■ **SOURCE PASSAGE**:
1. Executive Summary & Value Proposition

In traditional data architectures, analytical execution requires complex Extract, Transform, Load (ETL) pipelines to extract data from operational sources, dump it into a raw data lake, and then re-load it into a cloud data warehouse. This creates significant latency, increases cost due to compute resources spent on moving data, and leads to data duplication and security risks.

Dremio’s value proposition centers on eliminating these intermediate data movement steps:

Query-in-Place Performance: Queries are executed directly against open file formats (Apache Parquet, ORC, CSV) and open table formats (Apache Iceberg, Delta Lake, Apache-Hudi) stored in object storage.
No ETL Pipelines: Instead of building physical ETL pipelines to create copies of tables for BI tools, users build logical Virtual Datasets (VDS) in a semantic layer.
Decoupled Compute and Storage: Scale processing power independently of storage capacity, paying only for the compute instances utilized during query execution.
Open Data Lakehouse Foundation: Retain control of your data in open, vendor-neutral formats, avoiding proprietary database structures and licensing lock-in.

2. Decoupled Compute & Storage Architecture

Dremio operates on a decoupled architecture, isolating database storage from distributed processing compute resources. It relies on a clustered model comprising two primary roles: Coordinator nodes and Executor nodes.

       [ BI Tools / SQL Clients / AI Agents ]
                        │
                        ▼ (Arrow Flight SQL / JDBC / ODBC)
              ┌───────────────────┐
              │ Coordinator Node  │ (Planning, Optimization,
              │    (Active)       │  Metadata Catalog, RBAC)
              └─────────┬─────────┘
                        │
         ┌──────────────┴──────────────┐
         ▼ (Fragment Execution Plan)   ▼
  ┌──────────────┐              ┌──────────────┐
  │Executor Node │              │Executor Node │
  │ (C3 Cache,   │              │ (C3 Cache,   │ (Distributed Data
  │  Arrow Engine)              │  Arrow Engine)  Processing & I/O)
  └──────┬───────┘              └──────┬───────┘
         │                             │
         └──────────────┬──────────────┘
                        ▼ (Parallel Read)
           ┌────────────────────────┐
           │ Cloud Object Storage   │ (Apache Iceberg, Parquet)
           │   (S3 / ADLS / GCS)    │
           └────────────────────────┘

Coordinator Nodes

Coordinator nodes serve as the entry points for client connections. Their primary responsibilities include:

Client Communication: Hosting JDBC, ODBC, REST, and Arrow Flight interfaces.
Query Parsing & Validation: Validating user queries against schema catalogs.
Query Optimization: Translating raw SQL into optimized physical execution plans using a cost-based optimizer based on Apache Calcite.
Metadata Management: Reading metadata from catalogs (like Glue, Hive, Polaris, or Nessie) and caching schema information.

■ **EXTRACTED DATA**:
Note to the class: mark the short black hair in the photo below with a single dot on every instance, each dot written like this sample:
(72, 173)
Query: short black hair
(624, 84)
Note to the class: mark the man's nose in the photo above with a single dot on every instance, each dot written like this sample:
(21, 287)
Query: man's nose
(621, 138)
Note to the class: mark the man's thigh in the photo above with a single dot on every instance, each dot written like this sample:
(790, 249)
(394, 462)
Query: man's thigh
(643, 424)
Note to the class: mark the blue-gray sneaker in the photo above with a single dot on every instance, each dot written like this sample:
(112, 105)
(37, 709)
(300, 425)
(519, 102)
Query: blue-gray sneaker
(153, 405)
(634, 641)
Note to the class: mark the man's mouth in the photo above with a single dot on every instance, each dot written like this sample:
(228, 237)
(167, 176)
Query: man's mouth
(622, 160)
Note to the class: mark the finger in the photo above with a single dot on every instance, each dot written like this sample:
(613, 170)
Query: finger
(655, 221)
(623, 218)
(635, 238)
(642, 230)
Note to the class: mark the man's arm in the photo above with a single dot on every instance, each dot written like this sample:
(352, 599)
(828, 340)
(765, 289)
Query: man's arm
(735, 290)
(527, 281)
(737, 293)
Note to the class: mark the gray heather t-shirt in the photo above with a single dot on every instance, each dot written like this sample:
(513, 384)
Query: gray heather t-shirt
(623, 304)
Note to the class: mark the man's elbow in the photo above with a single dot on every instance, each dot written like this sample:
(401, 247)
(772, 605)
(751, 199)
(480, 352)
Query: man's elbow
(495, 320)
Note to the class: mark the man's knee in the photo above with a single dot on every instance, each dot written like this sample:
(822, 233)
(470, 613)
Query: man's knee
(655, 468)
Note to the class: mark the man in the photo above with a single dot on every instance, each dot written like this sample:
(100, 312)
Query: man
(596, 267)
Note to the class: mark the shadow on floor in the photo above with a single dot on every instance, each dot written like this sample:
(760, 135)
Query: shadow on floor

■ **REQUIRED TASK 1**: In the Dremio architecture passage, rewrite the paragraph beginning "In traditional data architectures" more briefly, keeping its main facts.
■ **REQUIRED TASK 2**: According to the Dremio architecture passage, what two primary roles make up Dremio's clustered model?
■ **REQUIRED TASK 3**: From the Dremio architecture passage, copy the text word for word, starting with "2. Decoupled Compute" and going on through "Metadata Catalog, RBAC)".

■ **EXERCISE SOLUTION 1**: Traditional data architectures need complex ETL pipelines for analytics. These pipelines extract data from operational sources, dump it into a raw data lake, and reload it into a cloud data warehouse. The result is high latency and extra compute cost for moving data. It also causes data duplication and security risks.

■ **EXERCISE SOLUTION 2**: Coordinator nodes and Executor nodes.

■ **EXERCISE SOLUTION 3**:
2. Decoupled Compute & Storage Architecture

Dremio operates on a decoupled architecture, isolating database storage from distributed processing compute resources. It relies on a clustered model comprising two primary roles: Coordinator nodes and Executor nodes.

       [ BI Tools / SQL Clients / AI Agents ]
                        │
                        ▼ (Arrow Flight SQL / JDBC / ODBC)
              ┌───────────────────┐
              │ Coordinator Node  │ (Planning, Optimization,
              │    (Active)       │  Metadata Catalog, RBAC)